##### DATA
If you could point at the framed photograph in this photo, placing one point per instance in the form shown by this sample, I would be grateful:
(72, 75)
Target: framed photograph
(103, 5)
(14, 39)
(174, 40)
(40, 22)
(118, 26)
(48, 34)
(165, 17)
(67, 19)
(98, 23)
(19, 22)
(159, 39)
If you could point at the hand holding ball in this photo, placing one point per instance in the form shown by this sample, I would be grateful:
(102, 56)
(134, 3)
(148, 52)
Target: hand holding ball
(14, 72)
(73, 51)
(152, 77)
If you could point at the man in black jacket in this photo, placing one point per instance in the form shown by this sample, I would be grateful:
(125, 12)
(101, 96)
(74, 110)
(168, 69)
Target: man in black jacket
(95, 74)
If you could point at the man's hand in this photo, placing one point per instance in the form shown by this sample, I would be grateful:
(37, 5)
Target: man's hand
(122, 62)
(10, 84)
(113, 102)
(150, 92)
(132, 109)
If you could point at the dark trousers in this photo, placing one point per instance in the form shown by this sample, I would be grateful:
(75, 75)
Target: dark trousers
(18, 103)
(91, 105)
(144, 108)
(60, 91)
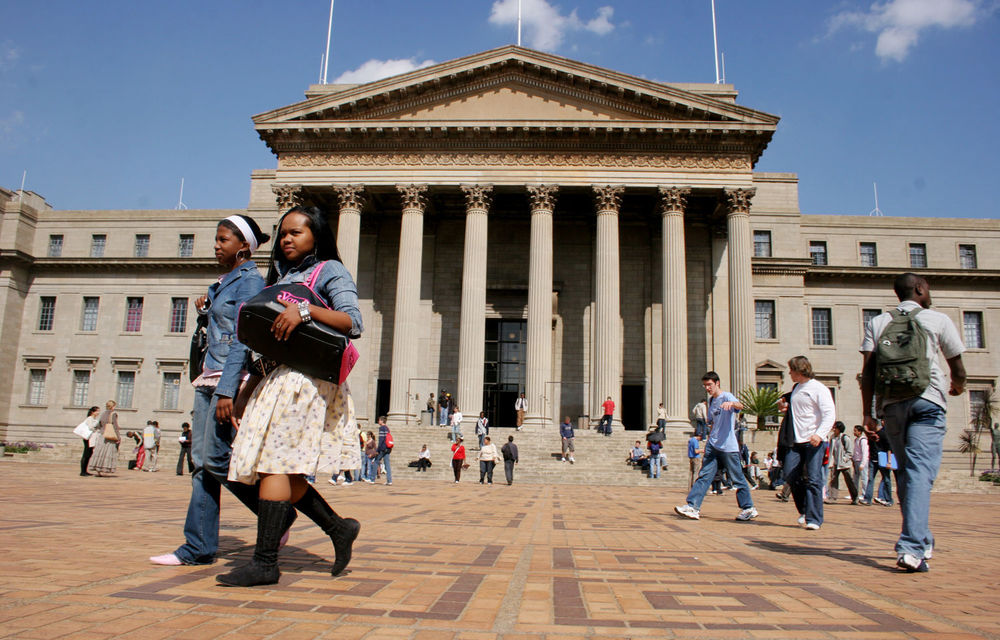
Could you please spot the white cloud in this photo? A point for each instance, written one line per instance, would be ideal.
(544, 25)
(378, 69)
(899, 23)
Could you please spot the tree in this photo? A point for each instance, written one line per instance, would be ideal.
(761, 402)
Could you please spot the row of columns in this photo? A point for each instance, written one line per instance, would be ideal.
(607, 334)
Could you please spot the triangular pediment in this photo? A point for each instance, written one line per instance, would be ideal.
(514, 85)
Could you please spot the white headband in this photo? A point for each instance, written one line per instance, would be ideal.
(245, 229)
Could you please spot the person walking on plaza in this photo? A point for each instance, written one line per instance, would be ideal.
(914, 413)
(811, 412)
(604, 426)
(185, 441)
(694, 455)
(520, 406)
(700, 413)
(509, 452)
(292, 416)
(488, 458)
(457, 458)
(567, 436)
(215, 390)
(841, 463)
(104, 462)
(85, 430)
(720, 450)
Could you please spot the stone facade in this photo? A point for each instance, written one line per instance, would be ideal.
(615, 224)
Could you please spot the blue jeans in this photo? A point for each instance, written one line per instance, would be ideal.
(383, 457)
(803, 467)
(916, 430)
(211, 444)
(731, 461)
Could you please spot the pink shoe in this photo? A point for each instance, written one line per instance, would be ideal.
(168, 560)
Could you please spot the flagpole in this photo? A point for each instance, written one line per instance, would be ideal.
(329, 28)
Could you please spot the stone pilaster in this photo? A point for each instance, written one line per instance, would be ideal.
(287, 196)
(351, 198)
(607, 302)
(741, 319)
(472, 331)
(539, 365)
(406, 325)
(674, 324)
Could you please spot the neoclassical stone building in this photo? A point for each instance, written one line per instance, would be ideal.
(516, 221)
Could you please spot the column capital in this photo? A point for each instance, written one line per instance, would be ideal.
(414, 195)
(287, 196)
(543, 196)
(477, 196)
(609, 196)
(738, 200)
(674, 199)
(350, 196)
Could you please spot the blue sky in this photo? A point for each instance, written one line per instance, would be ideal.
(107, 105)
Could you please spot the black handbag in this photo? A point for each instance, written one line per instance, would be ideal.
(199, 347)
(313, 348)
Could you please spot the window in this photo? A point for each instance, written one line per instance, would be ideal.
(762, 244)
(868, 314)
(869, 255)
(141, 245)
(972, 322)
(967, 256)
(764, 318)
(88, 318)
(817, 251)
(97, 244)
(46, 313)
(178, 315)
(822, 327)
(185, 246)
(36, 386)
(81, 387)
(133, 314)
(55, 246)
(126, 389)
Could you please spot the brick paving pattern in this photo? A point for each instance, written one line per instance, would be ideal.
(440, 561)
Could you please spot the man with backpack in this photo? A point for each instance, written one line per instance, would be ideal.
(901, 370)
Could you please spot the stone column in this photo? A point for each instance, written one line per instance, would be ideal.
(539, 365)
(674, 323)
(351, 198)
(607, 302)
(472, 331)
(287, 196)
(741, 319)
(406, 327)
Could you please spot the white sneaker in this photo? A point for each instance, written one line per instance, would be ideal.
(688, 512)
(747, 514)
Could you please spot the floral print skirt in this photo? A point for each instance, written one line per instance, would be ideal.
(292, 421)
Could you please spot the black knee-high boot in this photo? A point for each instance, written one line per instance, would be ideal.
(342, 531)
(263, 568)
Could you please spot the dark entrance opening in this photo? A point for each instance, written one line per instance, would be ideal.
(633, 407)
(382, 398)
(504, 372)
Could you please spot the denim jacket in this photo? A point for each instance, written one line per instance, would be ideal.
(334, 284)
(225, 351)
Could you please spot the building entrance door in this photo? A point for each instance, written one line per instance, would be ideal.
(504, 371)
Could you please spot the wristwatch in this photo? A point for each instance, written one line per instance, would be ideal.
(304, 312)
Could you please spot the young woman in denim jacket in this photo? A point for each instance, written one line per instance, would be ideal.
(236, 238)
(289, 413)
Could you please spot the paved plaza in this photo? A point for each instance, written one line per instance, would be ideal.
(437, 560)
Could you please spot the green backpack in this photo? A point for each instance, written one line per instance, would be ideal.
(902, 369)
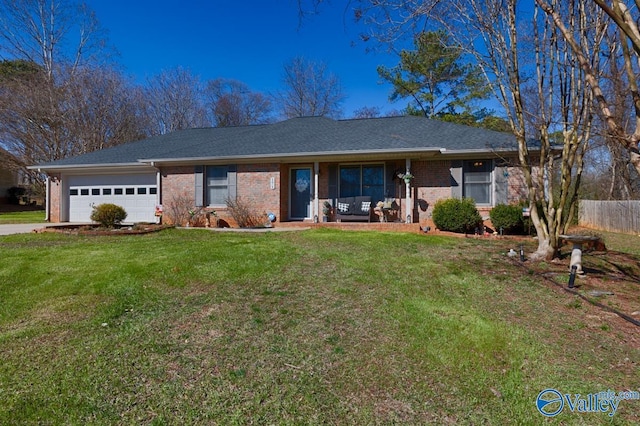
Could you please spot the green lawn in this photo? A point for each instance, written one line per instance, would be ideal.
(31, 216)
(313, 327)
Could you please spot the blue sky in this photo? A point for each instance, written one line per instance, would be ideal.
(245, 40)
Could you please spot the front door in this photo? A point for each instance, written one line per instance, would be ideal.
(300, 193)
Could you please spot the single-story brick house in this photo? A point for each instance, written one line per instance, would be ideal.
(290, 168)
##########
### EXERCISE AIM:
Print the listing exactly, images excluded.

### ANSWER AREA:
If you could point at the framed photograph in this photo, placing one point per instance in the form shown by this sample, I would be grateful:
(72, 75)
Target: framed photograph
(103, 5)
(14, 39)
(174, 40)
(40, 22)
(118, 26)
(48, 34)
(165, 17)
(67, 19)
(98, 23)
(19, 22)
(159, 39)
If you could point at the hand holding ball in this photo, placing one point per instance in the form shown by this sample, I would be grateful:
(102, 56)
(134, 3)
(148, 52)
Target: hand holding ball
(14, 72)
(73, 51)
(152, 77)
If you could point at the man in black jacket in this photo, placing one point per instance in the form shown by this sample, I would be grateful:
(125, 12)
(101, 96)
(74, 110)
(168, 69)
Target: man in black jacket
(95, 74)
If you could point at the man's hand in this photo, placing one point per instance in the form shown by this sample, I would be grateful:
(37, 5)
Target: man's hand
(122, 62)
(10, 84)
(113, 102)
(150, 92)
(132, 109)
If you could point at the dark trousers in this photo, placing one point per instance in the form shown by this sample, I would be grateful:
(75, 75)
Target: dark trousers
(18, 103)
(91, 105)
(144, 108)
(60, 91)
Could you please spot the white cloud in this photo? A point for each instance, written one line per instance, would be ideal.
(544, 25)
(378, 69)
(899, 23)
Could you please spot the tree in this photo? A point for each instance, written one line per instance, would be ideal.
(761, 402)
Could you please spot the row of columns in this photo? A point for each instance, written one line per instance, would be ideal.
(607, 334)
Could you please spot the triangular pediment in this photo? A point for each instance, written one line per instance, would be ideal.
(514, 85)
Could you please spot the white headband in this photo? A point for each instance, written one line per instance, would be ideal.
(245, 229)
Could you please spot the person walking on plaza in this photo? A point for each instance, written one line per instance, would be ideal.
(914, 413)
(811, 412)
(604, 426)
(185, 441)
(694, 455)
(520, 406)
(700, 413)
(509, 452)
(292, 416)
(488, 458)
(457, 458)
(567, 436)
(215, 390)
(841, 463)
(104, 462)
(85, 430)
(720, 450)
Could you please spot the stone facade in this photo? A point for each instance, written one line per instance, would be ideal.
(615, 224)
Could you please spot the blue jeans in this photo? A point for each instance, written one line per instance, would be ideal.
(383, 457)
(803, 467)
(916, 430)
(211, 444)
(731, 461)
Could you please spot the pink shoe in this photo? A point for each instance, written one line per instance, would be ideal.
(168, 560)
Could you please spot the flagpole in this photo? A point for each instance, written one line per instance, would be ideal.
(329, 28)
Could you please spot the stone pilaster in this photo? A point for each instance, written one line per instance, would be ideal.
(287, 196)
(351, 198)
(607, 302)
(741, 319)
(472, 331)
(539, 365)
(406, 325)
(674, 324)
Could you please spot the neoclassical stone building in this photo? A point for each instance, written one line per instance, would be ideal.
(516, 221)
Could you please spot the column capital in this photo? A point for each instance, written one line per instance, would be ideal.
(414, 195)
(287, 196)
(543, 196)
(477, 196)
(609, 196)
(738, 200)
(674, 199)
(350, 196)
Could you please spot the blue sky in this photo? A point for each instance, written one line per instance, would be ideal.
(107, 105)
Could you please spot the black handbag in this photo? A point for each instance, written one line per instance, would be ideal.
(199, 347)
(313, 348)
Could you please spot the window in this photo? A point for each instance, written one line per instance, would be ideal.
(762, 244)
(868, 314)
(869, 255)
(141, 245)
(972, 322)
(967, 256)
(764, 318)
(88, 318)
(817, 251)
(97, 244)
(46, 313)
(178, 315)
(822, 327)
(185, 246)
(36, 386)
(81, 387)
(133, 314)
(55, 246)
(126, 389)
Could you please spot the brick paving pattern in this photo? A point for each instance, written one line per instance, would be ideal.
(440, 561)
Could you please spot the man with backpack in this photo? A point for each instance, written one line per instance, would be ideal.
(901, 370)
Could you please spot the stone column in this photo? A point for each instance, written one line per instance, would be ideal.
(539, 365)
(674, 323)
(351, 198)
(607, 302)
(472, 331)
(287, 196)
(741, 319)
(406, 327)
Could you please spot the white sneaker in this photo? A point for each instance, written one line per instance, would be ideal.
(688, 512)
(747, 514)
Could you please spot the floral print skirt in this photo? A point for each instance, written one line per instance, would be ideal.
(292, 421)
Could you please spot the black knee-high boot in this photo? A point for each instance, written one line per instance, would be ideal.
(342, 531)
(263, 568)
Could you please spot the dark entrance opening in this photo? A point for each instance, written one line per instance, would be ideal.
(633, 407)
(382, 398)
(504, 372)
Could you please spot the denim jacket in this photo? A point for each instance, written one line per instance, would be ideal.
(334, 284)
(225, 351)
Could you please spot the building entrance door in this photo? A point for each instance, written one line per instance, would be ideal.
(504, 371)
Could you please spot the wristwatch in this photo? A point for each instance, written one line per instance, would be ideal.
(304, 312)
Could you please spot the young woman in denim jacket in this photo? A point for each instance, written one line per instance, would be ideal.
(236, 238)
(289, 413)
Could you please spot the paved plaza in this photo? A point for each instance, written one line per instance, would be ideal.
(437, 560)
Could you please spot the green backpack in this photo? A point for each instance, written one line per instance, would be ideal.
(902, 369)
Could you please spot the green lawn in this photo? A point for each instance, written one line per instance, would be ideal.
(31, 216)
(313, 327)
Could you please spot the blue sky in this photo? A point for each instance, written one line per instance, would be ideal.
(245, 40)
Could you please spot the front door in this photo? A point for each instance, written one line per instance, would be ideal.
(300, 193)
Could you please spot the single-story brick house in this photo? A point for each instance, written one line per instance, would be ideal.
(290, 168)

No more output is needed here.